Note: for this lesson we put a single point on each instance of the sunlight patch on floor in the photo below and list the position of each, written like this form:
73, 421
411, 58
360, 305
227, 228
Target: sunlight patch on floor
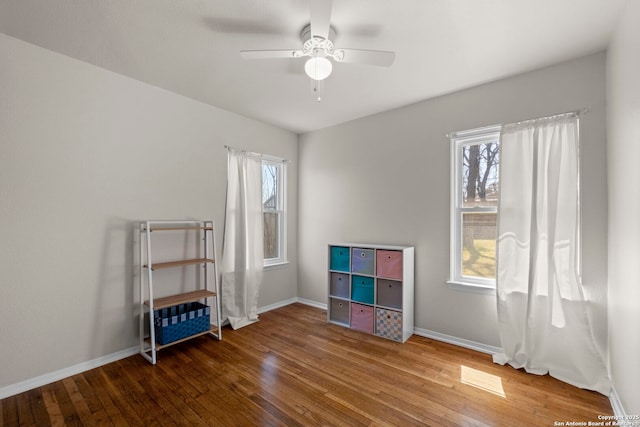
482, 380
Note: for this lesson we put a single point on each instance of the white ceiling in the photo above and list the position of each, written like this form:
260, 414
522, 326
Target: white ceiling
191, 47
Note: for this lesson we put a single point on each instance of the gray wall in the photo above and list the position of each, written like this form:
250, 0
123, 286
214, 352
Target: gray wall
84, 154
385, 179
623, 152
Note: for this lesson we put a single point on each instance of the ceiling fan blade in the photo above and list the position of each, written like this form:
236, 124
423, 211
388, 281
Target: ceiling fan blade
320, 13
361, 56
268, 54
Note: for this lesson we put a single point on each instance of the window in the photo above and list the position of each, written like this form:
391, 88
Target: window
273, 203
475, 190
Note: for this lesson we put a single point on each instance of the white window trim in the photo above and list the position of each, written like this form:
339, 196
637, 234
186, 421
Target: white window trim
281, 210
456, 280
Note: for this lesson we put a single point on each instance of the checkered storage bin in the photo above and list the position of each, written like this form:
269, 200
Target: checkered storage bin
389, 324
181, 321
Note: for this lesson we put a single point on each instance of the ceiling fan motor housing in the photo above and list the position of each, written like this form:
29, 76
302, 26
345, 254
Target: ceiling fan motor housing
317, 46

-- -- --

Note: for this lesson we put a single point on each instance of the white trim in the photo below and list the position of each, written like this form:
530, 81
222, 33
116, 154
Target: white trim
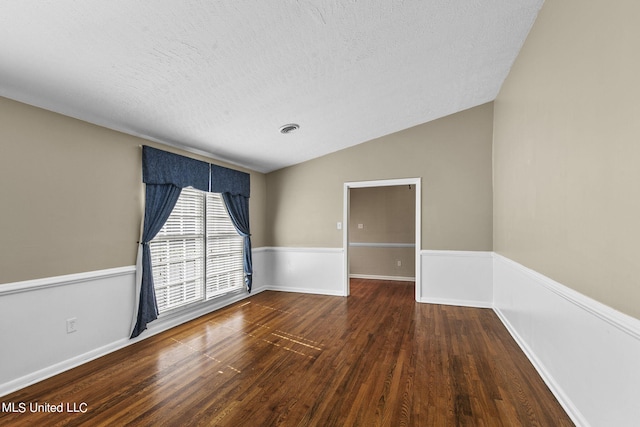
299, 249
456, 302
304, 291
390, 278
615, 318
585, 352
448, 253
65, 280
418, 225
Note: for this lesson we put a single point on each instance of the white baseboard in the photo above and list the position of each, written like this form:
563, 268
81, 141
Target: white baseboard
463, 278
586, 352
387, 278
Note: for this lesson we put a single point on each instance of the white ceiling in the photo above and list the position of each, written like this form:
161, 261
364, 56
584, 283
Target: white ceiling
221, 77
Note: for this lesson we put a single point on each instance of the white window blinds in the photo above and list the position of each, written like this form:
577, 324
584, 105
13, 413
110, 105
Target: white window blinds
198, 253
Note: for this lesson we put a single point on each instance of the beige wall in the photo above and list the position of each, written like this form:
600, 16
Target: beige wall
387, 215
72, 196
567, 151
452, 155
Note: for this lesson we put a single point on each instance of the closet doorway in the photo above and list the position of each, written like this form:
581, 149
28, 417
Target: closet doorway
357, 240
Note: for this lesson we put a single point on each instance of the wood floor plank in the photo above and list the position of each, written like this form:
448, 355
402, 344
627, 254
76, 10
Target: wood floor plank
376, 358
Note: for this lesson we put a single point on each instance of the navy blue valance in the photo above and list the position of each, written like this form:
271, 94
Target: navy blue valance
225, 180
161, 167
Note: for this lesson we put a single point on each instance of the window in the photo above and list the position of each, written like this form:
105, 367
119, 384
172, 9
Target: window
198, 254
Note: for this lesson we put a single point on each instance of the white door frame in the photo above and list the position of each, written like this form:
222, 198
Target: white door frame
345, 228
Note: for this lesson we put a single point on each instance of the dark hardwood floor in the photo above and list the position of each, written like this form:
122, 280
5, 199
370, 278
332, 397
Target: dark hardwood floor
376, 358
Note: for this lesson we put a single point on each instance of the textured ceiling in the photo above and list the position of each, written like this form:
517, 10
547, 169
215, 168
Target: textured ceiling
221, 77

-- -- --

→ **Task prompt**: Where the material contains a line with "below", return that line.

→ **Your solution**:
Note: for this lesson we put a single point on each instance of the sunlight patch on floor in the photo below and list the position of each, written like this form:
Note: for this lesson we put a single point on each instance of the white trim in the photo below and list the position of each, written like this form:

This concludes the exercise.